## [What needs to be done]
Output each entry exactly as written.

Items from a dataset
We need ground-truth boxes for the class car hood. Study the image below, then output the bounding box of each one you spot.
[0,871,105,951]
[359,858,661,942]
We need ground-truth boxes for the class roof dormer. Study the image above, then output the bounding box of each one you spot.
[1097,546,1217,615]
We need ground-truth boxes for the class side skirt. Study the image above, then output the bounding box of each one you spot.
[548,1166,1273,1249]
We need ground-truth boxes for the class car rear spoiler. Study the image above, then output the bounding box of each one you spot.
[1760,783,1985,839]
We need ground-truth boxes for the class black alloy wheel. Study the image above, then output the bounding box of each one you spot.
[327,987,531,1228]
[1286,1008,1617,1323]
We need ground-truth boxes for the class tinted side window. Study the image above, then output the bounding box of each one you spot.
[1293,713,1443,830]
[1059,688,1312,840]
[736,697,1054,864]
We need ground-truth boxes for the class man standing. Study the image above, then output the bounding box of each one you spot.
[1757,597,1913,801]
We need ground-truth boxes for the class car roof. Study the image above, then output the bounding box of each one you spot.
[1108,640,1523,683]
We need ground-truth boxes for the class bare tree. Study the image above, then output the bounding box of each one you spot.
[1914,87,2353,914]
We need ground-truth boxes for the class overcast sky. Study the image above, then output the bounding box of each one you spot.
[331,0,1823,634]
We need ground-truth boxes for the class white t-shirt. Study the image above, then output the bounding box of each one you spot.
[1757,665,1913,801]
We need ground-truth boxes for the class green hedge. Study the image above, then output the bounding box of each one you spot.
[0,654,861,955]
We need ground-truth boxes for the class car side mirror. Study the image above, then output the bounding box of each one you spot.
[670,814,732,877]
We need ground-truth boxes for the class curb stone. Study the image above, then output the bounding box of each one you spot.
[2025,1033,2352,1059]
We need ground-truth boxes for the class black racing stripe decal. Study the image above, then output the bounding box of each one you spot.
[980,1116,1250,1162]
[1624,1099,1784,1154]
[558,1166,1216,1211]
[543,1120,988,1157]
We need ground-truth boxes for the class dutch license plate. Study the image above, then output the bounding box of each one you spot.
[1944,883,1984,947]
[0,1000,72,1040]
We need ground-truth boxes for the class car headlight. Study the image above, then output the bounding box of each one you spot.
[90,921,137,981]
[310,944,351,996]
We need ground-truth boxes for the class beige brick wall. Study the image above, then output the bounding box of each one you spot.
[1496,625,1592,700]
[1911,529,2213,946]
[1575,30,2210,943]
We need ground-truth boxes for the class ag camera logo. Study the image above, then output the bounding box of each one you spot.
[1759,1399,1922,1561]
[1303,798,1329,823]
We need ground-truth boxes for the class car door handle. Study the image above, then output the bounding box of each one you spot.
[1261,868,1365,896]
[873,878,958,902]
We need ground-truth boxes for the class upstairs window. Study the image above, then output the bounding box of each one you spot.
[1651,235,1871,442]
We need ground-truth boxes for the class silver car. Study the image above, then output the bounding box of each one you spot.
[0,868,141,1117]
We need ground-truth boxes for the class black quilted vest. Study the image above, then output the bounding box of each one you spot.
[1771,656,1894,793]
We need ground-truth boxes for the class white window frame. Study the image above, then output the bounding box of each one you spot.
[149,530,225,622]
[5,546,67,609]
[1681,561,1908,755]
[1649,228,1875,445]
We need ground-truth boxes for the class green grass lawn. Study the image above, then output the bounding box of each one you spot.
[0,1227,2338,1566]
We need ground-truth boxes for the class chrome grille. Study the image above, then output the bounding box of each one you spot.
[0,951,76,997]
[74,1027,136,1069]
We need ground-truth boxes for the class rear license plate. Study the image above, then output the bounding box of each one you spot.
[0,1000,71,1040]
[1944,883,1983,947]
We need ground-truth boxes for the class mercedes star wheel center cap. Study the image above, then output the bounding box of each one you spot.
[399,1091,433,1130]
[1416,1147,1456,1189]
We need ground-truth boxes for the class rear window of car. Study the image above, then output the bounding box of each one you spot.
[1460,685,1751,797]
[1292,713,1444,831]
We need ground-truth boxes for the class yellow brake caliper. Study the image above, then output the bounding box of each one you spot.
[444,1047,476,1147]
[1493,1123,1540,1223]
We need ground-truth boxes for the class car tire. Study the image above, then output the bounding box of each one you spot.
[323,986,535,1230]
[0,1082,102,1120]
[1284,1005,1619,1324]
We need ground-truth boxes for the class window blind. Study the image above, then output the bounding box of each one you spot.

## [Answer box]
We need ground-truth boxes for the class car hood. Study the image below, then output the bounding box of each one you spot.
[0,871,105,951]
[359,858,661,942]
We need ground-truth boxes for the class roof dormer. Study the image above, then output the bounding box of each one you spot.
[1097,546,1217,615]
We need ground-truth boxes for the class side skirt. Study the image above, then output the bounding box of each one you spot.
[548,1166,1273,1249]
We need ground-truth boxes for the class car rear spoiler. Study the image above, then output the bounding box of each one you spot.
[1760,783,1985,839]
We need ground-truth boxes for the class black alloy wheel. Study the image above, then output the bounding box of each one you spot.
[327,987,531,1228]
[1286,1008,1617,1323]
We need ground-truth boxes for the class tinted side window. Study the image above, then output the bounding box of each one you spot.
[1293,713,1443,830]
[1059,688,1312,840]
[736,697,1054,864]
We need ground-truth boxes for the class man standing. Study the image above, then output the bounding box of each one you spot.
[1757,597,1913,801]
We need ground-truth boxes for the class car roof. Study the image above, then output the bounding box of each one you spot.
[1108,640,1523,683]
We need ground-truth boxes for the class bare tree. Study the image above, then output the bounding box of each one you spot.
[1914,87,2353,914]
We need ground-truth boxes for the class overcast sky. Study the image above, then output the bounding box of each one you spot.
[331,0,1823,634]
We need ground-truth boxes for the class white t-shirt. Study the image above, then output the bounding box of each one you spot.
[1757,665,1913,801]
We need ground-truth boxes for the class green hedge. Study the image above, then output the bounding box of each one you spot.
[0,654,861,955]
We need ground-truth boxes for the class car side mirror. Study the image above, then output the bounding box of each one you spot.
[670,814,732,877]
We need ground-truth boxes for the class curb stone. Study the image above, then output the bounding box of each one you spot.
[2025,1033,2352,1059]
We need ground-truth boxes for the class black racing stripe decal. Study the image above, then output the bounding box of each one you spot.
[980,1116,1250,1162]
[1624,1099,1784,1154]
[558,1166,1216,1211]
[543,1120,988,1157]
We need ground-truth boxes for the class dutch license plate. Study the image above, then output the bounding box of each one you spot.
[1944,883,1984,947]
[0,1000,72,1040]
We need ground-truth boxes for the class car headlight. Study the image above, then output the bounding box of each one you spot.
[90,921,137,981]
[310,944,351,996]
We need ground-truth boxes for the class beige brick wall. Study the image above, then output the bounding box of each one you spot.
[1496,625,1592,700]
[1911,529,2213,946]
[1575,30,2210,943]
We need ground-truth boxes for the class ag camera logo. Study the image above, then output the bounding box of each one you spot.
[1759,1399,1922,1561]
[1303,798,1329,823]
We need ground-truth boxes for the class car door handle. Study the image above, then output the bounding box of each one you spot.
[1261,868,1365,896]
[873,878,958,902]
We need ground-truth boxes for the class upstairs window. Study the image above, then output the bounding box of each one you spot.
[1651,235,1871,442]
We need ground-truth boxes for the class silver car. Study the image above, then output the bounding box of each one you spot.
[0,868,141,1117]
We need ground-truth boxes for the class black quilted vest. Study the image above, then output the bounding box of each one you spot.
[1771,656,1894,793]
We need ground-truth boxes for the class white window frame. Study the image above, then output the bounding box of each one you spot.
[149,530,225,622]
[5,546,67,609]
[1681,561,1908,755]
[1649,228,1875,445]
We need ground-truth boxes for the class green grass lawn. Study the image above, then output the bounding box of each one you spot.
[0,1227,2338,1566]
We need ground-truth boxes for the class chrome grille. Study the image above, then output the bounding box of each one you spot.
[0,951,76,997]
[74,1027,136,1069]
We need ground-truth boxes for the class rear license plate. Study the image above, then output the bounding box of each one you spot.
[0,1000,71,1040]
[1944,883,1983,947]
We need ground-truth boxes for the class mercedes star wheel center cap. Study the image above, then output the bounding box of each one you spot.
[399,1091,433,1130]
[1416,1147,1456,1189]
We need ground-truth boxes for the class rear window of car. Study the image above, then output the bounding box of each one you spot.
[1460,685,1751,797]
[1292,713,1444,831]
We need ground-truth boxes for the class yellow brake caliper. Study the image above, then output the bounding box of each one you spot.
[444,1047,476,1147]
[1493,1123,1540,1223]
We need ground-truth boxes for the class car tire. Study the image above, then output the bounding box of each one you spot.
[323,986,535,1230]
[0,1082,102,1120]
[1284,1005,1619,1324]
We need ground-truth boxes for the class window blind. Study the image above, then output the bounding box of each one you spot.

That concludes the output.